■ **YOUR TASK**
Report every line in the records below that contains the word "vest", and copy each of those lines in full.

■ **PROVIDED DATA**
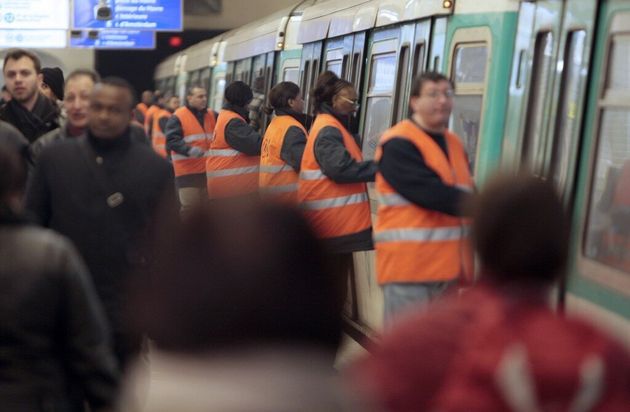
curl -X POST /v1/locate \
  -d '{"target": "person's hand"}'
[188,146,204,158]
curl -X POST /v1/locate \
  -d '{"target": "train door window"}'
[550,30,586,187]
[363,39,398,159]
[584,32,630,274]
[451,33,489,171]
[521,32,553,172]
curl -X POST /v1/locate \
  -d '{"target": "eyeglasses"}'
[423,90,455,99]
[339,96,359,107]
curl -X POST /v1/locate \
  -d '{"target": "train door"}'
[567,0,630,342]
[504,0,563,176]
[300,42,322,115]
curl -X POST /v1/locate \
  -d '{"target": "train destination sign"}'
[73,0,183,31]
[0,0,70,30]
[70,30,155,49]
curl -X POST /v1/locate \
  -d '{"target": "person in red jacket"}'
[350,176,630,412]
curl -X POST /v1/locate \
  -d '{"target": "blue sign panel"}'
[73,0,183,31]
[70,30,155,49]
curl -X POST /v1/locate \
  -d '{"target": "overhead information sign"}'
[0,0,69,30]
[73,0,183,31]
[0,29,68,49]
[70,30,155,49]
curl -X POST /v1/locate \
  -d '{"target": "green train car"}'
[155,0,630,343]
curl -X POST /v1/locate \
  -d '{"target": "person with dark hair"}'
[258,82,308,204]
[30,69,100,163]
[206,81,262,199]
[298,71,376,254]
[151,96,180,159]
[374,72,474,323]
[123,200,368,412]
[0,49,60,143]
[165,85,217,211]
[39,67,64,103]
[26,78,176,366]
[350,175,630,412]
[0,143,119,411]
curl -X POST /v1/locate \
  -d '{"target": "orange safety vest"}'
[171,106,216,177]
[374,120,474,284]
[298,113,372,238]
[206,110,260,199]
[258,115,308,204]
[136,103,149,116]
[144,104,162,134]
[151,109,171,158]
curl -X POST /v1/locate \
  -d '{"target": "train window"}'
[521,32,553,171]
[451,42,488,171]
[550,30,586,187]
[363,52,396,159]
[584,35,630,273]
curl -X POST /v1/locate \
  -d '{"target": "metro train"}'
[155,0,630,342]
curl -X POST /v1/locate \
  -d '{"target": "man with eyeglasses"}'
[374,72,473,325]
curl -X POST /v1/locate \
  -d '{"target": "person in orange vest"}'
[298,71,376,276]
[374,72,473,324]
[133,90,153,125]
[151,96,179,159]
[165,86,216,211]
[258,82,308,204]
[206,81,262,199]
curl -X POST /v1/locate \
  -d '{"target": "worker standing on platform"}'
[374,72,473,323]
[259,82,308,204]
[298,71,376,276]
[206,81,262,199]
[151,96,179,158]
[165,86,216,210]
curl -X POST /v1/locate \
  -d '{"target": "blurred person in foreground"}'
[123,199,368,412]
[351,176,630,412]
[26,77,177,366]
[0,143,119,412]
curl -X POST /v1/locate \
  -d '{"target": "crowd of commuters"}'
[0,49,630,412]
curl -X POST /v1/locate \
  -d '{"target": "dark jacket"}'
[26,129,176,364]
[0,120,30,162]
[0,212,119,412]
[313,104,376,253]
[0,94,59,143]
[223,103,262,156]
[379,118,470,216]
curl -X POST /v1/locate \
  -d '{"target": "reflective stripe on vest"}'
[171,106,215,176]
[374,226,469,243]
[300,193,368,210]
[298,114,372,239]
[374,120,473,284]
[206,110,260,198]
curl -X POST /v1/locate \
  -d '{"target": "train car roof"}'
[298,0,454,44]
[223,0,314,61]
[183,34,224,71]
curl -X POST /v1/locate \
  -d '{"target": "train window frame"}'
[577,12,630,296]
[446,26,493,175]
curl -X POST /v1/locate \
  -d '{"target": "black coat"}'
[0,213,119,412]
[26,131,176,343]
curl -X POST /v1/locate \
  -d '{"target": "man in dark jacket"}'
[0,49,59,142]
[0,143,119,411]
[26,78,177,366]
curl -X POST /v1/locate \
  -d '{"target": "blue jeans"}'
[383,280,455,328]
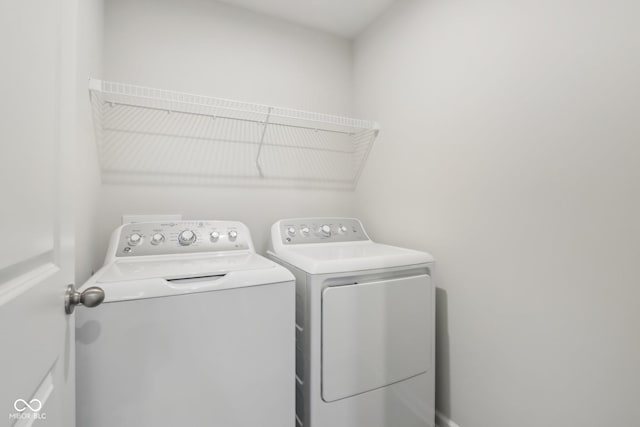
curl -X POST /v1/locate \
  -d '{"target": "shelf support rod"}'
[256,107,273,178]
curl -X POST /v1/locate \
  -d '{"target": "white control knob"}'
[151,233,164,245]
[320,224,331,237]
[178,230,197,246]
[129,233,142,246]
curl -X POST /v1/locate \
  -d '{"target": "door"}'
[0,0,75,427]
[322,275,433,402]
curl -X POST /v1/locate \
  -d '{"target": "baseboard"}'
[436,411,460,427]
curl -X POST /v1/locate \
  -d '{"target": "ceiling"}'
[219,0,395,38]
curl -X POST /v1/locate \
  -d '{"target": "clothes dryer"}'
[268,218,435,427]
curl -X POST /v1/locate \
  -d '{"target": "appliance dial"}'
[320,224,331,237]
[129,233,142,246]
[151,233,164,245]
[178,230,197,246]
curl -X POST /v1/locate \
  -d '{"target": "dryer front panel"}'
[322,275,433,402]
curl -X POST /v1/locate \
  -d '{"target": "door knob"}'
[64,285,104,314]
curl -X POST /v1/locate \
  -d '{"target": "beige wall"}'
[355,0,640,427]
[74,0,104,284]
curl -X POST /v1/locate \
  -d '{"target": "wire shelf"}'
[89,79,378,190]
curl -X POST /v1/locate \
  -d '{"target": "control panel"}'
[112,221,253,257]
[280,218,369,245]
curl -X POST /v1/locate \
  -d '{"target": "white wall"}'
[74,0,104,285]
[94,0,353,266]
[354,0,640,427]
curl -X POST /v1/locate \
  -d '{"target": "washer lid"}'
[96,252,273,283]
[269,240,433,274]
[81,253,294,303]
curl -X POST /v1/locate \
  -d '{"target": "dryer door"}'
[322,275,433,402]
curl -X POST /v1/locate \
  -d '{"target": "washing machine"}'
[76,221,295,427]
[268,218,435,427]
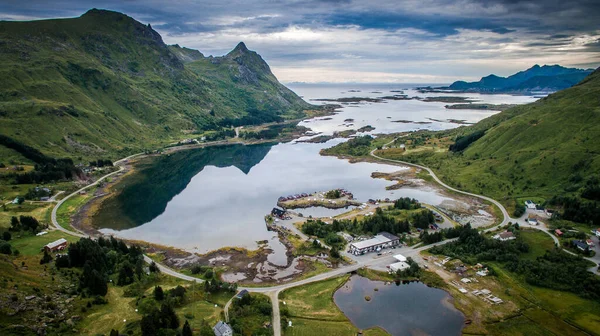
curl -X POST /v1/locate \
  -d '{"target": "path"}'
[369,137,510,230]
[51,136,593,336]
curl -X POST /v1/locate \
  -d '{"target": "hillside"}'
[448,64,592,93]
[0,9,311,158]
[360,70,600,213]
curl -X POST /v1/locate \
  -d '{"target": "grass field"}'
[0,202,54,229]
[279,275,389,336]
[56,192,95,231]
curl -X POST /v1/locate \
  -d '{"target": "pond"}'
[92,87,531,258]
[333,275,464,336]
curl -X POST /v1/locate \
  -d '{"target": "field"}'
[10,230,79,255]
[519,229,554,260]
[56,192,95,231]
[279,275,388,335]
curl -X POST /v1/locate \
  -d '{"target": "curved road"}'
[369,137,510,231]
[51,138,587,336]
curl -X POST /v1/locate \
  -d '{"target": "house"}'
[235,289,249,300]
[42,238,68,252]
[390,261,410,273]
[271,208,285,218]
[213,321,233,336]
[348,232,400,255]
[492,231,517,241]
[571,240,589,252]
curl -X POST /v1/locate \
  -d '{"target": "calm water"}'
[333,275,464,336]
[93,85,533,255]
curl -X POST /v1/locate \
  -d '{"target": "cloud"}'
[0,0,600,82]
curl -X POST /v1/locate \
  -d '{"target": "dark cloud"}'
[0,0,600,79]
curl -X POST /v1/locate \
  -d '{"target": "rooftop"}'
[46,238,67,249]
[352,235,392,250]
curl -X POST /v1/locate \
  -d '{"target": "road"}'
[369,137,510,229]
[51,138,594,336]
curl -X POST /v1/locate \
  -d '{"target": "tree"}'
[140,314,158,336]
[181,320,193,336]
[10,216,21,231]
[148,261,160,273]
[40,250,52,265]
[160,303,179,329]
[0,240,12,254]
[154,286,165,301]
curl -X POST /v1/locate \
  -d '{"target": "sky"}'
[0,0,600,83]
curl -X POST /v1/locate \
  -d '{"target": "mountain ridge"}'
[447,64,593,93]
[0,9,315,158]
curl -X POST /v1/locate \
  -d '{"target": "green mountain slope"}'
[381,70,600,206]
[0,9,311,157]
[448,64,592,93]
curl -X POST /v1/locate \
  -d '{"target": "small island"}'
[277,189,361,209]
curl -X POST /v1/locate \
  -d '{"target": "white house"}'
[390,261,410,273]
[213,321,233,336]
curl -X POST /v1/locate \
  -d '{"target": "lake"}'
[92,85,534,253]
[333,275,464,336]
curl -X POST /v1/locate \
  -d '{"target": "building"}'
[213,321,233,336]
[493,231,517,241]
[571,240,589,252]
[349,232,400,255]
[271,208,285,218]
[235,289,249,300]
[42,238,68,252]
[390,261,410,273]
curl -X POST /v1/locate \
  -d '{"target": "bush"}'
[0,240,12,254]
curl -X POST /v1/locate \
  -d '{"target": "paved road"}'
[45,139,596,336]
[369,137,510,227]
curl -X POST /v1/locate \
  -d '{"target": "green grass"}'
[56,192,94,231]
[279,275,389,336]
[10,230,79,255]
[324,71,600,209]
[0,10,313,160]
[279,276,349,322]
[519,229,554,260]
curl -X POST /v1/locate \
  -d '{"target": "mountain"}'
[448,64,593,93]
[0,9,313,158]
[405,69,600,206]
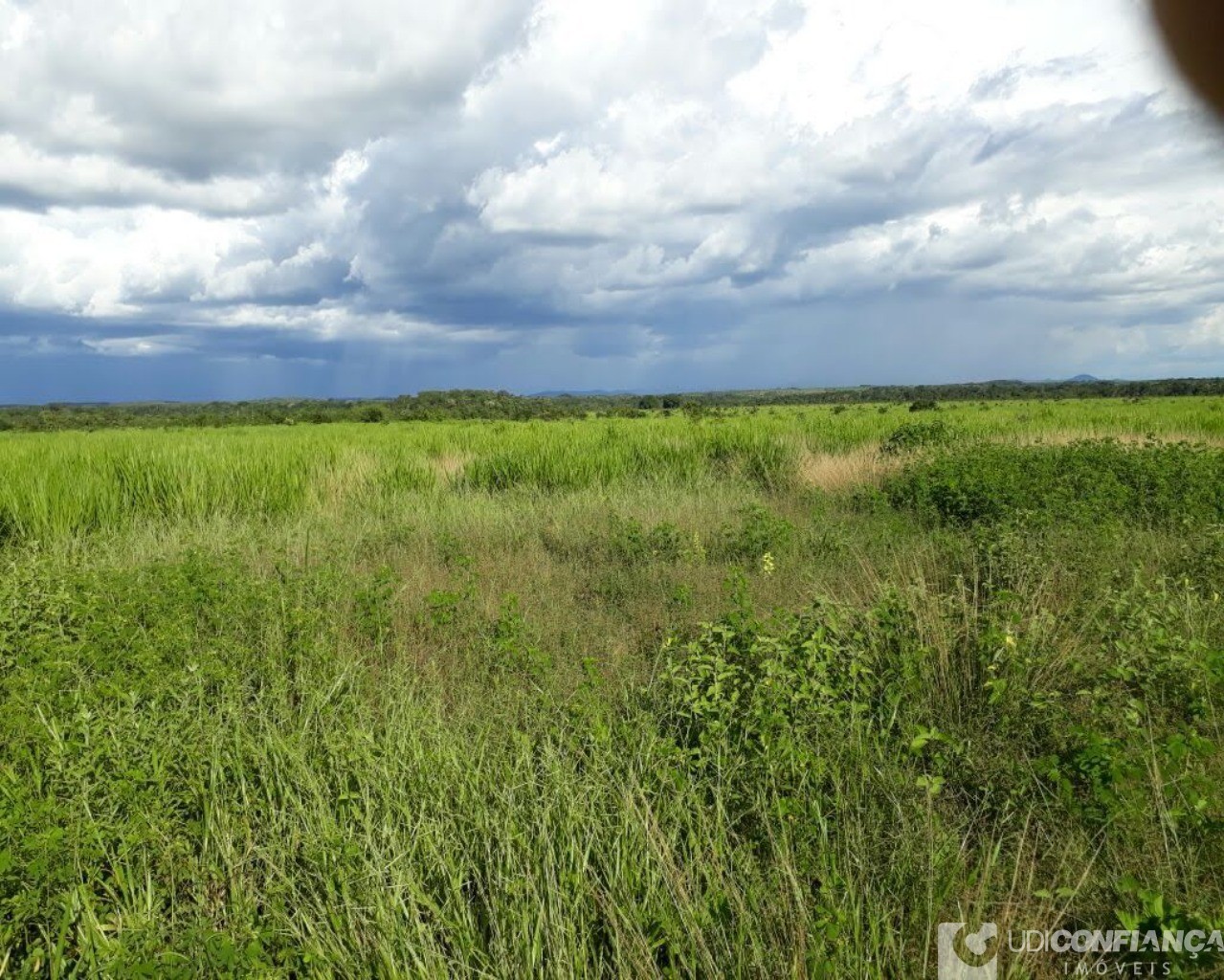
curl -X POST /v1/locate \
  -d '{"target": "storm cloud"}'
[0,0,1224,401]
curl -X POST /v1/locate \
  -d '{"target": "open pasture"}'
[0,397,1224,977]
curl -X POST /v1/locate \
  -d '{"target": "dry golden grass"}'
[799,444,900,493]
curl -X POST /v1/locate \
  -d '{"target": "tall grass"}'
[0,399,1224,980]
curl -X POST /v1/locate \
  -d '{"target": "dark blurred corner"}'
[1152,0,1224,118]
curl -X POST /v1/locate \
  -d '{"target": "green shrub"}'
[714,504,794,566]
[885,440,1224,527]
[880,418,961,457]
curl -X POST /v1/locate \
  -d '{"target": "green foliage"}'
[715,504,794,566]
[880,415,961,457]
[0,392,1224,980]
[885,440,1224,527]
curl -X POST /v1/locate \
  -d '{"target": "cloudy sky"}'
[0,0,1224,403]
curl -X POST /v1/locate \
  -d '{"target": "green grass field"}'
[0,397,1224,979]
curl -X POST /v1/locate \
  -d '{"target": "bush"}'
[880,418,961,457]
[883,440,1224,527]
[715,504,794,564]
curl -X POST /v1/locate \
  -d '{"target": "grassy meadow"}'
[0,397,1224,979]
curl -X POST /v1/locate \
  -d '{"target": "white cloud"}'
[0,0,1224,387]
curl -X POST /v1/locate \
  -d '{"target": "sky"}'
[0,0,1224,403]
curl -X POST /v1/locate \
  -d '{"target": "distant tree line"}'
[0,378,1224,432]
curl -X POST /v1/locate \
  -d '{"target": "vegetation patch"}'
[885,440,1224,527]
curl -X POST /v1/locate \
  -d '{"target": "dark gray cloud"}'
[0,0,1224,401]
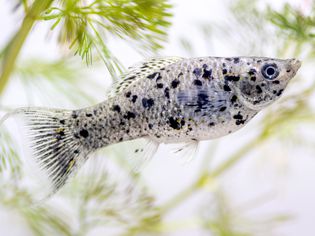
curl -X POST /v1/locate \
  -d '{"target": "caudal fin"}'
[0,108,88,195]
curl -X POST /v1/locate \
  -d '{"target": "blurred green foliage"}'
[0,0,315,236]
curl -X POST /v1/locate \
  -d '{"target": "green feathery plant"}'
[0,0,315,236]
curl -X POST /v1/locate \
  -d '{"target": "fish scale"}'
[3,57,301,195]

■ **SOLUTION**
  -d '{"target": "orange safety vest"}'
  -d '{"target": "person in orange vest"}'
  -d '{"target": "reflective stripe on vest"}'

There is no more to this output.